In the atrial fibrillation abstract below, which area of the ECG proved most relevant for the model to discriminate atrial fibrillation from sinus rhythm?

##### Supplied text #####

A morphology based deep learning model for atrial fibrillation detection using single cycle electrocardiographic samples

Background: Deep learning (DL) has shown promising results in improving atrial fibrillation (AF) detection algorithms. However, these models are often criticized because of their "black box" nature. Aim: To develop a morphology based DL model to discriminate AF from sinus rhythm(SR), and to visualize which parts of the ECG are used by the model to derive to the right classification. Methods: We pre-processed raw data of 1469 ECGs in AF or SR, of patients with a history AF. Input data was generated by normalizing all single cycles (SC) of one ECG lead to SC-ECG samples by 1) centralizing the R wave or 2) scaling from R-to-R wave. Different DL models were trained by splitting the data in a training, validation and test set. By using a DL based heat mapping technique we visualized those areas of the ECG used by the classifier to come to the correct classification. Results: The DL model with the best performance was a feed forward neural network trained by SC-ECG samples on a R-to-R wave basis of lead II, resulting in an accuracy of 0.96 and F1-score of 0.94. The onset of the QRS complex proved to be the most relevant area for the model to discriminate AF from SR. Conclusion: The morphology based DL model developed in this study was able to discriminate AF from SR with a very high accuracy. DL model visualization may help clinicians gain insights into which (unrecognized) ECG features are most sensitive to discriminate AF from SR. (C) 2020 The Authors. Published by Elsevier B.V.

##### Extracted information #####

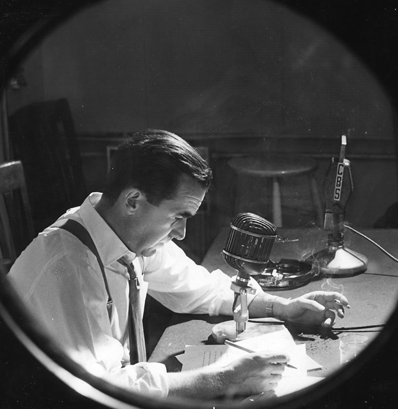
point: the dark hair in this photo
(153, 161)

#####
##### Extracted information #####

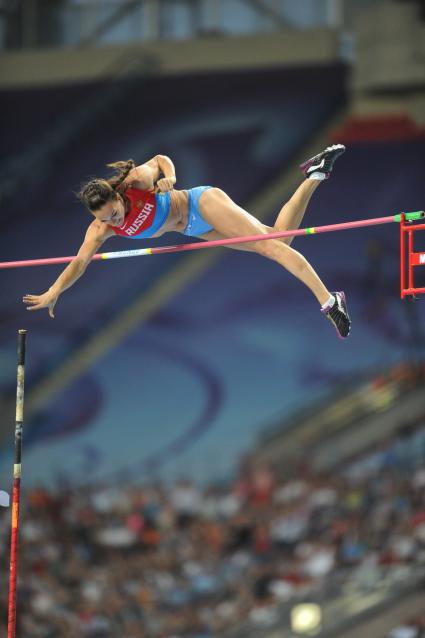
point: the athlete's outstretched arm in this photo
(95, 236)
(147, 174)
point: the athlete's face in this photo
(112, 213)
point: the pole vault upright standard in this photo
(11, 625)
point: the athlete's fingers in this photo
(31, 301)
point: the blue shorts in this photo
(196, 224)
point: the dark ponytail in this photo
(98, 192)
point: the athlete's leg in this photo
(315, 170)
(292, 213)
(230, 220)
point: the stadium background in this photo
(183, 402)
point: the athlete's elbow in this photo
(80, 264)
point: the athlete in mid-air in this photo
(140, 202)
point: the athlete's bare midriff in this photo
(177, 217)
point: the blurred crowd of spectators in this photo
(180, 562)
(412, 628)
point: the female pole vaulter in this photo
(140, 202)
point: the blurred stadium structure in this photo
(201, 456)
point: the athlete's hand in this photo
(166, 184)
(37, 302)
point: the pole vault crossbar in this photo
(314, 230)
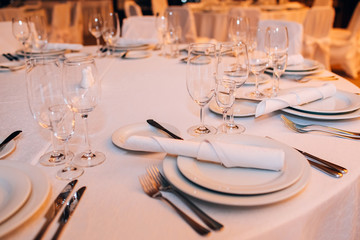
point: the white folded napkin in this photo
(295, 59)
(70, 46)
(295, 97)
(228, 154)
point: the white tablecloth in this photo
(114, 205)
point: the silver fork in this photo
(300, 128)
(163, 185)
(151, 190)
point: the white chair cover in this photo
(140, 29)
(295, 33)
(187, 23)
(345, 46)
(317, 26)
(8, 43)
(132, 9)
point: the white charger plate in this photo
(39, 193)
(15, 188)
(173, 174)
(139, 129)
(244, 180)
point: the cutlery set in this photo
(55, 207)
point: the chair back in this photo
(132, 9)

#####

▶ **Solution to this task**
The onset of the QRS complex.